**EXCERPTED TEXT:**
[START]

Sorry I would but they are a little to frost covered and im not brushing them off haha. Its crazy how many skunks I have shot this year . I think I have killed more snuks this year than I have seen in the last 10.


----------



## youngdon (Mar 10, 2010)

I'm sure your weather this last winter and spring had something to do with it, and the fact that you ar killing the coyotes that would eat them.


----------



## Jonbnks (Jan 21, 2012)

I've had quite the problem with skunks myself this year. Found myself in a mexican standoff with a skunk while I was trying to get to my deer stand a couple weeks ago. I was really wish for a firearm then because my bow was caught on my backpack. I think I'll pick up a couple of these bullets myself.


----------



## poe (Feb 10, 2010)

Sorry no pic it was to dark when I got home but I got one more today with the Berger. Head shot quartering towards at about 150 yards with no exit. Only blood was coming out of the nose until I got him hung up then started to get some coming out of the entrance hole. I was very happy with the Berger once again.


----------



## knapper (Feb 5, 2010)

[sub]Keep working on the test.[/sub]


----------



## Dialed_In (Jan 5, 2013)

Good shooting Poe. We all benefit from others experiments. That's why forums are so good.


----------



## Spearodafish (Nov 11, 2012)

Shot a coyote a couple weeks ago & forgot to post. Shot was about 100 yards quartering away. Punched right through double lungs & prob blew up heart too. Pin hole in & pin hole out with Hornandy V-max 55 grain .223. Very please with results cuz she dropped in her tracks ~8 feet from my call.


----------



## poe (Feb 10, 2010)

thanks for posting and good shooting.


----------



## A10hunter (Jan 30, 2013)

Sounds like great hunting all around for you. I am shooting the 55g vmax right now, but am interested in something else if it is better, so I will be checking back on your results. Thanks for the info and pics.


----------



## poe (Feb 10, 2010)

Sorry everyone it has been months since I was on here last but just so you know I think I am going to stick with the 55gr bergers again this winter and I will try and keep posting how they work. So far bergers are the only bullets I have not had splash on a shoulder shot and not exit on 95% of coyotes I have shot. I might try the 52 gr Sierra hp bullets people talk about but my gun sure likes 55 grain bullets. Is there any other 55gr hp bullets that I should maybe try.

[END]

**EXERCISE PROMPT:**
Reproduce verbatim the passage of the forum thread starting with "## Dialed_In (Jan" and going on through "(Nov 11, 2012)". The rows below are separate material and have no connection to the forum thread above.

**RECORDS:**

[START]

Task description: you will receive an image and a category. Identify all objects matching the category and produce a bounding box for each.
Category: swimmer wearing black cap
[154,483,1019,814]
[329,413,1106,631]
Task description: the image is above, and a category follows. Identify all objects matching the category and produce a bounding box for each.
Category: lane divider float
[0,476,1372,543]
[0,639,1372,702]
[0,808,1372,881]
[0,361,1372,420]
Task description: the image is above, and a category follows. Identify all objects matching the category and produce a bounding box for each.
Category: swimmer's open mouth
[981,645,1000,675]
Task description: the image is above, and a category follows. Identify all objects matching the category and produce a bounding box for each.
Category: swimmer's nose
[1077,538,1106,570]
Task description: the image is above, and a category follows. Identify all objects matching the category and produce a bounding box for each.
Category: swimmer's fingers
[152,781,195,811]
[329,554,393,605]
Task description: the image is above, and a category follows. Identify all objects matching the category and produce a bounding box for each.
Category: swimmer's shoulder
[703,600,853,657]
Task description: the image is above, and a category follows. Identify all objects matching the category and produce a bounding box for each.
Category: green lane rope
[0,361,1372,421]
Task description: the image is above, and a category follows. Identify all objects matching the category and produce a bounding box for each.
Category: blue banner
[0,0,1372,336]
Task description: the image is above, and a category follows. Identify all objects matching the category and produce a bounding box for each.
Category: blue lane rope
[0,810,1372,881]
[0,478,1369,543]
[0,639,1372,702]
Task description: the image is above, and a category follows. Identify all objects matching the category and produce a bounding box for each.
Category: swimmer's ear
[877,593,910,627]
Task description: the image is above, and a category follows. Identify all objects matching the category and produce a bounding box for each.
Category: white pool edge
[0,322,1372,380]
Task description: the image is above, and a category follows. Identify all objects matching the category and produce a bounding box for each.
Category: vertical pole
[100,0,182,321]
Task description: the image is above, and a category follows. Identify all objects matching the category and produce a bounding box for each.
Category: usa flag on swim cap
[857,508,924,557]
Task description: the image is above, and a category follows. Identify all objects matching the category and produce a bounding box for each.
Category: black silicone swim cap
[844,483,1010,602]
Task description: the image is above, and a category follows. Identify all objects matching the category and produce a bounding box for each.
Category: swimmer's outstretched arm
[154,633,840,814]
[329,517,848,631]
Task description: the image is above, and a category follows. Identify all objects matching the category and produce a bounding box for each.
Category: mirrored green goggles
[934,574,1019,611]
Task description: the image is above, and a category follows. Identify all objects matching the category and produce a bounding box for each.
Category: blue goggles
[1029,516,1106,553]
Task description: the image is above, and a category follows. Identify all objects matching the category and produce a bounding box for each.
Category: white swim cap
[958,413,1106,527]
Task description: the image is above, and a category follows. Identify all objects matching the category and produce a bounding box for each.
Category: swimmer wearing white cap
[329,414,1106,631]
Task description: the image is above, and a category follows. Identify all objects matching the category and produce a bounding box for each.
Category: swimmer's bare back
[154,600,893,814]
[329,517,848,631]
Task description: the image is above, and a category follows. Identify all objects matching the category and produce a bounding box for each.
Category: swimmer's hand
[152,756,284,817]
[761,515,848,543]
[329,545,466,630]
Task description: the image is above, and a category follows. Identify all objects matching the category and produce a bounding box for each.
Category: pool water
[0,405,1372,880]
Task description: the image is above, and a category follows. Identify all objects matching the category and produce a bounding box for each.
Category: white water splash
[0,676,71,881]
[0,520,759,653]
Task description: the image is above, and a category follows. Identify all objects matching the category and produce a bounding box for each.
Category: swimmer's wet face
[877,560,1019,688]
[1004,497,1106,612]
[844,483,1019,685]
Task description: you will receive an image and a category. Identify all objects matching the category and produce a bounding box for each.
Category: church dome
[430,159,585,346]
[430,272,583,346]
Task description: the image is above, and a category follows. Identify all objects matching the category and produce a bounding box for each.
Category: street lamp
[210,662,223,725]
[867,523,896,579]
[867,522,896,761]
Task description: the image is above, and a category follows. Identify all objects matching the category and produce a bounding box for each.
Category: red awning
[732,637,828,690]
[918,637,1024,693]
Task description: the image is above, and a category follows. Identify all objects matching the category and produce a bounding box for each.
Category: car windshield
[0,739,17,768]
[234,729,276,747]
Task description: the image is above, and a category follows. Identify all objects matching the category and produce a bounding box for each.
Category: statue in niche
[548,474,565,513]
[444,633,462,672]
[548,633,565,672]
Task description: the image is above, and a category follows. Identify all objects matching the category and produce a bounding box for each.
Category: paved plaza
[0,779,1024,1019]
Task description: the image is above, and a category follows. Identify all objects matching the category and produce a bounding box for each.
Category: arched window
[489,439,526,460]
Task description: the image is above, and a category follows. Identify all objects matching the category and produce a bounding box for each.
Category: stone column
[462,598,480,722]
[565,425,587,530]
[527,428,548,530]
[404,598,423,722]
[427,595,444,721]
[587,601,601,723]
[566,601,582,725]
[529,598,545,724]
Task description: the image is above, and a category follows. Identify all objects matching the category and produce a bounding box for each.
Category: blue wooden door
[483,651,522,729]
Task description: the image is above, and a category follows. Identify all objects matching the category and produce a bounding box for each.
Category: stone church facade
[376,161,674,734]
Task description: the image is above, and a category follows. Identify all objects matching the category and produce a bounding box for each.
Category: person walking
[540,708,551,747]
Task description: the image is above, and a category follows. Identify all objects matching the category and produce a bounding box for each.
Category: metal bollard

[END]

**OUTPUT FOR THIS TASK:**
## Dialed_In (Jan 5, 2013)

Good shooting Poe. We all benefit from others experiments. That's why forums are so good.


----------



## Spearodafish (Nov 11, 2012)